Show every line of the records below that contains the word "instance".

# [DATASET]
== == ==

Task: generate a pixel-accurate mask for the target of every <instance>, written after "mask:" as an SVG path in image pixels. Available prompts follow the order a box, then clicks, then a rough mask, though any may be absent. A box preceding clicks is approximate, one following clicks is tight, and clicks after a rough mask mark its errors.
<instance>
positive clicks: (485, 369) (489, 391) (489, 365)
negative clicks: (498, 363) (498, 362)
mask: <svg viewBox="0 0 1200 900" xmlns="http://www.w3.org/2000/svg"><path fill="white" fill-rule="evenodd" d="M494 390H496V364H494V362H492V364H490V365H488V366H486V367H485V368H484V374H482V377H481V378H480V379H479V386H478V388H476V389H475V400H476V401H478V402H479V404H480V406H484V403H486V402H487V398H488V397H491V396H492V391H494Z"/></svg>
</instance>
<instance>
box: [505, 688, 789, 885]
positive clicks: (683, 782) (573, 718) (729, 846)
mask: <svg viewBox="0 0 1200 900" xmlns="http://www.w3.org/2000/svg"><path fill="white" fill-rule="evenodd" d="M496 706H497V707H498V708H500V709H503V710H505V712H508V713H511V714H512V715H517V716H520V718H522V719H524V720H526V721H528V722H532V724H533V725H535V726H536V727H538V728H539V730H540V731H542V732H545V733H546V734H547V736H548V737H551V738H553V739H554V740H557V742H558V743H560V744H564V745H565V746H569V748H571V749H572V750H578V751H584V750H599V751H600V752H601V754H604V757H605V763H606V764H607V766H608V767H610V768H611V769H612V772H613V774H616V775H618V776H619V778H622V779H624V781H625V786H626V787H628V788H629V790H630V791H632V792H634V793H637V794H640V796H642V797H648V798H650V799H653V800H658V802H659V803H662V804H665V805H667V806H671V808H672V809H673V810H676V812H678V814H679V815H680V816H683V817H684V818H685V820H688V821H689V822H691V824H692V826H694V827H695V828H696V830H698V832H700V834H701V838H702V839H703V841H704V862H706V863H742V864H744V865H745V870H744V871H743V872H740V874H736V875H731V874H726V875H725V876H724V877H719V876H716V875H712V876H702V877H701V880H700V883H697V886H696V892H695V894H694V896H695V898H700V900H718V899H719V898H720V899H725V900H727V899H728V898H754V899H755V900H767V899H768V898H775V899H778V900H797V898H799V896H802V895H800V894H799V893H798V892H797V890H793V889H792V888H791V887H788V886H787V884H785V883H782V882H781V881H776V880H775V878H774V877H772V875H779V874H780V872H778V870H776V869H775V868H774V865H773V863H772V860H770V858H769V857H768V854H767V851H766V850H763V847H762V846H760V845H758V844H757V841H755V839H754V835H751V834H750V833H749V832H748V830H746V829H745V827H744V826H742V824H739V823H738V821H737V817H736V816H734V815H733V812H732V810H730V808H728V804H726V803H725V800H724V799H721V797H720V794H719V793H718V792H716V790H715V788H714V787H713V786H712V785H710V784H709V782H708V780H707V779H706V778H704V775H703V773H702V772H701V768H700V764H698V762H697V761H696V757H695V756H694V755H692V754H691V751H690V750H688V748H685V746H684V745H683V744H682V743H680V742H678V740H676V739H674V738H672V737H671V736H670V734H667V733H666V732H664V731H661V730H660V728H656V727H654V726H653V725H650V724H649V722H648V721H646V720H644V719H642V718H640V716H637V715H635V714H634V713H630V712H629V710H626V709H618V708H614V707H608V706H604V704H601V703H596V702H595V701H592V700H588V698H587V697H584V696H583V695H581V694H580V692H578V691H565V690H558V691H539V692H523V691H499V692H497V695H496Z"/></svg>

== == ==

# [RESULT FOR THIS TASK]
Task: generate a pixel-accurate mask for the target of every <instance>, written after "mask:" as an SVG path in image pixels. Available prompts follow the order a box, then clicks, then a rough mask, though any may be absent. A box preceding clicks is approximate, one following clicks is tight, and clicks after a rough mask mark its errors.
<instance>
</instance>
<instance>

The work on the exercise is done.